• **Teks Bacaan**:
● ● ● ●
Gus Dur dan Gerakan Civil Society

CIVIL society Abdurrahman Wahid atau Gus Dur lahir ketika menghadapi otoritarianisme Orde Baru. Orde Baru begitu kuat mencengkeramkan kuku-kuku kekuasaannya sehingga rakyat hampir tak punya kontrol dan daya tawar terhadap negara (pemerintah). Rakyat di bawah kontrol dan pengawasan negara. Relasi keduanya begitu timpang. Ketidakseimbangan itu menyebabkan dominasi negara begitu kuat. Gerakan civil society hendak merubah situasi tersebut. hubungan keduanya (negara/masyarakat) harus seimbang. Masyarakat harus bisa melakukan check dan balance terhadap seluruh kebijakan negara.

Pemerintahan Orde Baru lebih lebih mencerminkan pemerintahan militeristik. Seringkali atas nama stabilitas negara dan pembangunan, aspirasi masyarakat diberangus habis. Di masa Orde Baru hampir semua elemen civil society, seperti LSM, Ormas, Lembaga Pers, Partai Politik—semuanya lumpuh dipasung negara.

Bagaimana sebetulnya hubungan atau relasi masyarakat dan negara sepanjang pemerintahan Orba hingga saat ini? Nur Syam dalam makalahnya “Gus Dur dan Gerakan Civil Society” membagi tiga tipologi atau pemetaan berdasarkan kurun waktu tertentu.

Pertama, relasi yang sangat tidak seimbang. Ini terjadi pada kurun waktu 1970an-1980an. Waktu itu negara begitu powerfull. Negara memegang kendali atas segalanya. Setidaknya, menurut Nur Syam, ini ditandai tiga hal: (1). Fusi Partai politik. Era multi partai pada masa Orde Lama diakhiri dengan menggabungkan (fusi) menjadi tiga partai saja: Golkar, PPP, dan PDI. Tiga partai ini merupakan fusi dari 10 partai. Melalui penggabungan ini, pemerintah hendak menjadikan Golkar sebagai single majority. Sedangkan dua parpol lainnya hanyalah partner, bukan kontestan politik; (2). Proses negaranisasi secara sistemik, yaitu semua kekuatan masyarakat yang direpresentasikan di dalam institusi sosial kemasyarakatan dan keagamaan disedot ke dalam kekuatan negara melalui partai politik pemerintah. Di era ini di desa-desa mobilisasi kiyai-kiyai, tokoh masyarakat, pegawai pemerintah untuk masuk Golkar begitu gencar dilakukan, bahkan melalui pemaksaan dan kekerasan; (3). Penguatan positioning pemerintah melalui asas tunggal bagi semua elemen organisasi sosial kemasyarakatan, politik dan keagamaan. Tekanan pemerintah begitu kuat sampai-sampai di tahun-tahun ini NU harus menerima asas tunggal Pancasila.
● ● ● ●
• **Butir Materi**:

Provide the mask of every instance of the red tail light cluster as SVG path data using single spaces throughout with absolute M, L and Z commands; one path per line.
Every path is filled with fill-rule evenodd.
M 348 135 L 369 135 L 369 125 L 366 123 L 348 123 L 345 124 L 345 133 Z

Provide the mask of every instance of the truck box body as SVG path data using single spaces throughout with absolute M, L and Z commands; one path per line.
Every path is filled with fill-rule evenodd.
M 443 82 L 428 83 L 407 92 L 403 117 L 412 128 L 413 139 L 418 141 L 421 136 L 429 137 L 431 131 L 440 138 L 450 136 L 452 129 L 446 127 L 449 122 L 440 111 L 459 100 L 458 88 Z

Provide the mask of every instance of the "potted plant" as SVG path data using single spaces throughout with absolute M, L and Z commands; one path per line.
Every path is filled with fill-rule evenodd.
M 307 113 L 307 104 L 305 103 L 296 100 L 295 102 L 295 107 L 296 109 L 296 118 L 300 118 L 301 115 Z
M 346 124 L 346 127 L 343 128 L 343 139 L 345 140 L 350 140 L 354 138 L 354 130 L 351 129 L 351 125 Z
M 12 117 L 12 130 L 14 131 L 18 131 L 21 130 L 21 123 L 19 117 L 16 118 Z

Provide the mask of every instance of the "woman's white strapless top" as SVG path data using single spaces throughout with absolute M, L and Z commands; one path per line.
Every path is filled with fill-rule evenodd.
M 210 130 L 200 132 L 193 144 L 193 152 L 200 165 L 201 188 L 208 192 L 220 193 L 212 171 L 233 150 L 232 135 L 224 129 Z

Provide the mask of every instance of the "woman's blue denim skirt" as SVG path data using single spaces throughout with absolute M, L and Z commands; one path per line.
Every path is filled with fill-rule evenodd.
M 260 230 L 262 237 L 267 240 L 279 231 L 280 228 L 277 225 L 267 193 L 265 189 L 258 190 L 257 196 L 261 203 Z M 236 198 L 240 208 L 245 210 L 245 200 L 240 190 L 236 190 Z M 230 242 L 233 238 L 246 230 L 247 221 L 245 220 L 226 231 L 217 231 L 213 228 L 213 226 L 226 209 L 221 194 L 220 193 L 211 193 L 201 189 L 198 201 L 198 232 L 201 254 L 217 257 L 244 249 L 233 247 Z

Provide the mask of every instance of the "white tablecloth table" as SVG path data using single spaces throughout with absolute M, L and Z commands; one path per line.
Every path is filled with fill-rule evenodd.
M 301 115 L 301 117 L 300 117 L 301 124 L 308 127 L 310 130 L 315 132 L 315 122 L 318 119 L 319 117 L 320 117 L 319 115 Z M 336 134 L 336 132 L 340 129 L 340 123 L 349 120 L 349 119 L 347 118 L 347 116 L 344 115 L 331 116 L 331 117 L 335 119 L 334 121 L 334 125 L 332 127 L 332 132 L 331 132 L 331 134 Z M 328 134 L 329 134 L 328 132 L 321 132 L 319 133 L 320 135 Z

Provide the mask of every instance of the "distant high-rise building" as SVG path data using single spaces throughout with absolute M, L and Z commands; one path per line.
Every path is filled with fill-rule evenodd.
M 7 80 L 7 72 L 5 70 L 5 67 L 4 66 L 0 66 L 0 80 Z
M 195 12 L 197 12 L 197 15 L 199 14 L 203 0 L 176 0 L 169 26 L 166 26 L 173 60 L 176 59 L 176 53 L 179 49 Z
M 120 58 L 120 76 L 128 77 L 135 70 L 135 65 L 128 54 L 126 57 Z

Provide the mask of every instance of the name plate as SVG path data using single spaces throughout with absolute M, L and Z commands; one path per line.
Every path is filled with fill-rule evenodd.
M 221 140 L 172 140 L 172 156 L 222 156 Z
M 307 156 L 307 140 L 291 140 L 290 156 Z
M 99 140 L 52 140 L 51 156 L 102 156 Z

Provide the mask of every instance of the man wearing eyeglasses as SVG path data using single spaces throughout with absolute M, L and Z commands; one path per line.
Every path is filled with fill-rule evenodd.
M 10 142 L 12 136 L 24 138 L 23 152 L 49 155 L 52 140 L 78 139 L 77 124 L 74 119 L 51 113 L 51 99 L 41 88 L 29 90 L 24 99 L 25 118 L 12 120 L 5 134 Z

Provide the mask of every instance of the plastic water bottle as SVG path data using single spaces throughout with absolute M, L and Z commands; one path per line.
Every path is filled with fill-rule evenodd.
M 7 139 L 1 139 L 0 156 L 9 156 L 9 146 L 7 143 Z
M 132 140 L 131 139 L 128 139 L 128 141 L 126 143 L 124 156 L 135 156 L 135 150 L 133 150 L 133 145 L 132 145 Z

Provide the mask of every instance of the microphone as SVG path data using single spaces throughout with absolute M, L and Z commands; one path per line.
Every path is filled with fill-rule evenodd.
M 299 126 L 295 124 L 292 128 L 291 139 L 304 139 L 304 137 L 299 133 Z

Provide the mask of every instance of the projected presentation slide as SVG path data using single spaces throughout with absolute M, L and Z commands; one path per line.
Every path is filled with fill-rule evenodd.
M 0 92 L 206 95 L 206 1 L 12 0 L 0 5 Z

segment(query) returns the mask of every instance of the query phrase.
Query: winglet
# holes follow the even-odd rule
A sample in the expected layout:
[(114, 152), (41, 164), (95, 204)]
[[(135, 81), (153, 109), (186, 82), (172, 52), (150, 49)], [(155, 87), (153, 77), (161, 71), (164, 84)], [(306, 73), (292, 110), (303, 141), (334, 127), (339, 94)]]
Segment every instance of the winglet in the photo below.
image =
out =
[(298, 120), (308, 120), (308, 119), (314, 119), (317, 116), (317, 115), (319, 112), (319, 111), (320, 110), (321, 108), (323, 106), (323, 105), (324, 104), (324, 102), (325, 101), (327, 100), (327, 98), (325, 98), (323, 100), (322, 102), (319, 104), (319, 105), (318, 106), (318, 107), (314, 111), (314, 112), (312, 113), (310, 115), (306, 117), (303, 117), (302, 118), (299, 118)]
● ● ● ●
• **Instruksi Tertulis**: Dalam teks tentang Gus Dur dan gerakan civil society, elemen civil society apa saja yang disebut lumpuh dipasung negara pada masa Orde Baru? Sebutkan semuanya.

• **Jawaban Terurai**: LSM, Ormas, Lembaga Pers, dan Partai Politik.